++++ Document section ++++

SRBDS is an MDS-like speculative side channel that can leak bits from the
random number generator (RNG) across cores and

x86/speculation: Add Special Register Buffer Data Sampling (SRBDS) mitigation

SRBDS is an MDS-like speculative side channel that can leak bits from the
random number generator (RNG) across cores and threads. New microcode
serializes the processor access during the execution of RDRAND and
RDSEED. This ensures that the shared buffer is overwritten before it is
released for reuse.

While it is present on all affected CPU models, the microcode mitigation
is not needed on models that enumerate ARCH_CAPABILITIES[MDS_NO] in the
cases where TSX is not supported or has been disabled with TSX_CTRL.

The mitigation is activated by default on affected processors and it
increases latency for RDRAND and RDSEED instructions. Among other
effects this will reduce throughput from /dev/urandom.

++++ Source data ++++

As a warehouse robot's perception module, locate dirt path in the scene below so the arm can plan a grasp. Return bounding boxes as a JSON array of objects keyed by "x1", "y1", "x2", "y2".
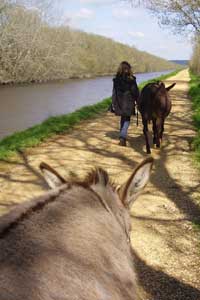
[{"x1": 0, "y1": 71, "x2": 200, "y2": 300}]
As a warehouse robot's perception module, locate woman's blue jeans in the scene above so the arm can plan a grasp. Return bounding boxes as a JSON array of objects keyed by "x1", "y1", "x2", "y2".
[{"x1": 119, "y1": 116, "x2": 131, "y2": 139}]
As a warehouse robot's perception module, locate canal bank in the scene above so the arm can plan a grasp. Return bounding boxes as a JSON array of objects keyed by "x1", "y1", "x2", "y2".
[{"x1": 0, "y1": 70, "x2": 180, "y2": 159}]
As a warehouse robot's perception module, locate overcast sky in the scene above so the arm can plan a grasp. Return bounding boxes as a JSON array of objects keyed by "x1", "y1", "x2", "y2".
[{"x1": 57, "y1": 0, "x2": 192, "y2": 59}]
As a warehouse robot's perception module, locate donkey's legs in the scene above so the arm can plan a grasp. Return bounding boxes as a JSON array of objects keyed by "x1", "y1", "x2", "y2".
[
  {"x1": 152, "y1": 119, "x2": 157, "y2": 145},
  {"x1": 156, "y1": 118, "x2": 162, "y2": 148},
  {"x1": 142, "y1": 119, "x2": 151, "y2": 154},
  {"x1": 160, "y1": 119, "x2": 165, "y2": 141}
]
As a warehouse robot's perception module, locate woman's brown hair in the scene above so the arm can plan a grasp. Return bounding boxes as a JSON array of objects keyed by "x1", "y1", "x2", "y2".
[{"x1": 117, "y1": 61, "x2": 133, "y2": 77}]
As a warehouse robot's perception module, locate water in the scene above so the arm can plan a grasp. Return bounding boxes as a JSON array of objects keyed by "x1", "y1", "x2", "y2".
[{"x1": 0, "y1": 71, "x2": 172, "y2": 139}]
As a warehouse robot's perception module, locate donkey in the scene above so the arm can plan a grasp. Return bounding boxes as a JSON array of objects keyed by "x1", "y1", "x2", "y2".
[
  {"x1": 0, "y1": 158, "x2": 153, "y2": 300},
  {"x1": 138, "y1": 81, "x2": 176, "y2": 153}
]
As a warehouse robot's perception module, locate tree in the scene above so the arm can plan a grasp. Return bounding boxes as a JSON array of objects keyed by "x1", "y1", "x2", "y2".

++++

Set tasks ::
#1 Turn the entries into a numbered list, starting at the line that contains "As a warehouse robot's perception module, locate water" and ending with the last line of the entries, leaving out any blank lines.
#2 Pick up the SRBDS mitigation write-up after its final sentence and continue it.

Exercise answers ::
#1
1. As a warehouse robot's perception module, locate water in the scene above so the arm can plan a grasp. Return bounding boxes as a JSON array of objects keyed by "x1", "y1", "x2", "y2".
2. [{"x1": 0, "y1": 71, "x2": 172, "y2": 139}]
3. As a warehouse robot's perception module, locate donkey in the scene above so the arm can plan a grasp. Return bounding boxes as a JSON array of objects keyed by "x1", "y1", "x2", "y2".
4. [
5.   {"x1": 0, "y1": 158, "x2": 153, "y2": 300},
6.   {"x1": 138, "y1": 81, "x2": 176, "y2": 153}
7. ]
8. As a warehouse robot's perception module, locate tree in the scene above so the arm can plan a grasp. Return bounding boxes as a JSON array of objects keyed by "x1", "y1", "x2", "y2".

#2
* Enable administrator to configure the mitigation off when desired using
either mitigations=off or srbds=off.

* Export vulnerability status via sysfs

* Rename file-scoped macros to apply for non-whitelist table initializations.

[ bp: Massage,
- s/VULNBL_INTEL_STEPPING/VULNBL_INTEL_STEPPINGS/g,
- do not read arch cap MSR a second time in tsx_fused_off() - just pass it in,
- flip check in cpu_set_bug_bits() to save an indentation level,
- reflow comments.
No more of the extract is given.